TEXTAUSZUG —
----
In Hellmuth Karaseks Leitartikel finden sich alle Vorurteile gegen den Islam mit erstaunlicher Undifferenziertheit zusammengestellt. „Der Islam“, so Karasek, ist mittelalterlich, er propagiert die Tötung Andersgläubiger und ruft „ständig“ heilige Kriege aus; die Lehrerin, die für ihr Kopftuch kämpft – und hier ist die Grenze zur Hetze zumindest nah –, tut dies, weil sie erreichen will, dass Mittelalter und Unterdrückung auch in Deutschland Einzug halten.

Karasek macht sich nicht die Mühe, zwischen Islam und politischem Islamismus zu unterscheiden. Kein Wort findet sich über die Proteste von Moslems gegen das Todesurteil für Salman Rushdie, über das Entsetzen in weiten Teilen der islamischen Welt angesichts des Massenmords in New York vor zwei Jahren, über den Kampf vieler Moslems gegen korrupte islamistische Regimes in Afghanistan oder Iran. Die mühsame Arbeit vieler Jahre, eine gedeihliche Koexistenz der verschiedenen Kulturen zu erreichen, Verständnis und Wohlwollen für Menschen zu wecken, die eine andere Prägung haben als wir, und umgekehrt bei diesen Menschen für Werte zu werben, die wir für unverzichtbar halten, wird mit dieser vereinfachenden Scharfmacherei wieder zunichte gemacht.
----
Einträge zur Bereichsannotation:
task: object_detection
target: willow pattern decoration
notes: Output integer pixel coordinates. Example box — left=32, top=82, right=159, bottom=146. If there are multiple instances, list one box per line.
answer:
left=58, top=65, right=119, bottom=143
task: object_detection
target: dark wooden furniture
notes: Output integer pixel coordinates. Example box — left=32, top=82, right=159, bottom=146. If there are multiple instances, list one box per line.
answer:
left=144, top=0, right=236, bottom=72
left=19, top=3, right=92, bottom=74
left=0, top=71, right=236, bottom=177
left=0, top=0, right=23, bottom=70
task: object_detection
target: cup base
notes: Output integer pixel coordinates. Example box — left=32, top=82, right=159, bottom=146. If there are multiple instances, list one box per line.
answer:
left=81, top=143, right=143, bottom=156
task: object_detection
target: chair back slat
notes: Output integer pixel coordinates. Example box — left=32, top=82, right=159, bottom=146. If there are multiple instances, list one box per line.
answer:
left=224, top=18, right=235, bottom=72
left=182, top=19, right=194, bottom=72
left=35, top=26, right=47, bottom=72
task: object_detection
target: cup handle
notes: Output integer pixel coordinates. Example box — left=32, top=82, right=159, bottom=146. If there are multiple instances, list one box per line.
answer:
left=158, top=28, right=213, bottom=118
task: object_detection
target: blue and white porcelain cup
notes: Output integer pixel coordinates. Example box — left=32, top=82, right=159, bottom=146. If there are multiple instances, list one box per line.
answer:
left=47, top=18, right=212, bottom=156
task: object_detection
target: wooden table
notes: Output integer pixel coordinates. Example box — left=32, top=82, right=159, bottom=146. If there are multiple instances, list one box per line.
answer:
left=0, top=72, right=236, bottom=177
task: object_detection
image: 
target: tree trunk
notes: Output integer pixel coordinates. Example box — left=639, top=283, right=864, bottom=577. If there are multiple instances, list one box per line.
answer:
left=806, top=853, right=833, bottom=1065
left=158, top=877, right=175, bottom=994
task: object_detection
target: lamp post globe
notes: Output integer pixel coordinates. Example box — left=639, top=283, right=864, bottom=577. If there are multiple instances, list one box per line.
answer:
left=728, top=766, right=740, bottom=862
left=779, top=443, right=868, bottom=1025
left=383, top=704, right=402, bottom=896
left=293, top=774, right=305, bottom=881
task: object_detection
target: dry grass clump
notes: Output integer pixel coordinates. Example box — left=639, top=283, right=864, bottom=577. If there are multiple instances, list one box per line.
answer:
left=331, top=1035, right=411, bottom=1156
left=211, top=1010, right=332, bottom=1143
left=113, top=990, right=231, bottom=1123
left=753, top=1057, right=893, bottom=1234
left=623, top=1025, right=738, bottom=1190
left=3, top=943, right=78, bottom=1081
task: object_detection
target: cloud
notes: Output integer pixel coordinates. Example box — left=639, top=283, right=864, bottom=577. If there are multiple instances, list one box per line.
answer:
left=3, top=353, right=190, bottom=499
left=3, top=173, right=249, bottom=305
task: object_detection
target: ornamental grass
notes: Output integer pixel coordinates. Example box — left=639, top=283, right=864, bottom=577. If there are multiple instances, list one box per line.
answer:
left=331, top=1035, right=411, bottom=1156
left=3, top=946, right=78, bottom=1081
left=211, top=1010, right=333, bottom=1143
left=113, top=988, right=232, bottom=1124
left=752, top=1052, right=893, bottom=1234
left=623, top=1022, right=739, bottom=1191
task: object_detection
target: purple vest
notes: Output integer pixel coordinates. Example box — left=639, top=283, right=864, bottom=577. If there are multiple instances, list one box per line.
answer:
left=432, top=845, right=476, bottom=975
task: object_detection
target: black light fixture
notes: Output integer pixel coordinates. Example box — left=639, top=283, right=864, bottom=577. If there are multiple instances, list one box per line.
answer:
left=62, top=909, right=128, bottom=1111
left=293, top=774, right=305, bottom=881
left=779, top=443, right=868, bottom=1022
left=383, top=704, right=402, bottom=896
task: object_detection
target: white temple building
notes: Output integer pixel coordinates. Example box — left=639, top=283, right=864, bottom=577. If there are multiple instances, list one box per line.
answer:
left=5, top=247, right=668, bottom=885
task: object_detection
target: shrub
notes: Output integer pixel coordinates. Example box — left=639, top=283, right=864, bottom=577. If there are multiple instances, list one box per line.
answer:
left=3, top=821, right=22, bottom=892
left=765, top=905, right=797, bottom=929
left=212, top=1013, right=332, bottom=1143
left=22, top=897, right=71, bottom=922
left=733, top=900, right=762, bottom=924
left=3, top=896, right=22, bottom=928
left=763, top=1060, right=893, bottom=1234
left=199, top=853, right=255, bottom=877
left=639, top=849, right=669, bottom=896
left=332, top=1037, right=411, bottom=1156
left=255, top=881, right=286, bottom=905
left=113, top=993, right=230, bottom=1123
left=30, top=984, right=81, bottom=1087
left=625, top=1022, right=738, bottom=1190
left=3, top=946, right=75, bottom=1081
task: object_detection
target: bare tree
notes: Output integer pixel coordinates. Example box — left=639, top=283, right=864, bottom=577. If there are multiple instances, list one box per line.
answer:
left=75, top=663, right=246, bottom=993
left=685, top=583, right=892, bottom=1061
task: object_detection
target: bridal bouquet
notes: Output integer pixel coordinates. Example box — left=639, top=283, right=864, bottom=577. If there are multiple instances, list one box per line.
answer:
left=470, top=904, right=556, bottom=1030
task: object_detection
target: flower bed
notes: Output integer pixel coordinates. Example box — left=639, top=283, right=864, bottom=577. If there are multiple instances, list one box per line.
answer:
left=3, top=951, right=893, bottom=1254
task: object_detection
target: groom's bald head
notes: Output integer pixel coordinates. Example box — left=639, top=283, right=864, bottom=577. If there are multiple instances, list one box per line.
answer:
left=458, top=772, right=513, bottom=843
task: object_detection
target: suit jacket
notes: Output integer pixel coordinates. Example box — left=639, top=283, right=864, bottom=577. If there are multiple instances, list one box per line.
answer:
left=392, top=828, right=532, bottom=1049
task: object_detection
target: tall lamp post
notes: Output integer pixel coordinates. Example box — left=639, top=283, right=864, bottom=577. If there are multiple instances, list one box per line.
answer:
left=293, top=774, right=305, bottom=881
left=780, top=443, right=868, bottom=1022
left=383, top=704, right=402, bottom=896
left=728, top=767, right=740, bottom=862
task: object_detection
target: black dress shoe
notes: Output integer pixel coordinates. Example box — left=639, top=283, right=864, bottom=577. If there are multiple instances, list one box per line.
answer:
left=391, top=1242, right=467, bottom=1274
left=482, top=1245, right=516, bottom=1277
----
AUFGABEN —
[a] Kopiere aus dem Textauszug wortgetreu die Passage von „In Hellmuth Karaseks“ bis einschließlich „Deutschland Einzug halten.“.
[b] Zwischen welchen beiden Dingen unterscheidet Karasek laut dem Textauszug nicht?
Die Datensätze sind eigenständiges Material, das mit dem Textauszug nichts zu tun hat.

LÖSUNGEN —
[a]
In Hellmuth Karaseks Leitartikel finden sich alle Vorurteile gegen den Islam mit erstaunlicher Undifferenziertheit zusammengestellt. „Der Islam“, so Karasek, ist mittelalterlich, er propagiert die Tötung Andersgläubiger und ruft „ständig“ heilige Kriege aus; die Lehrerin, die für ihr Kopftuch kämpft – und hier ist die Grenze zur Hetze zumindest nah –, tut dies, weil sie erreichen will, dass Mittelalter und Unterdrückung auch in Deutschland Einzug halten.

[b] Zwischen Islam und politischem Islamismus.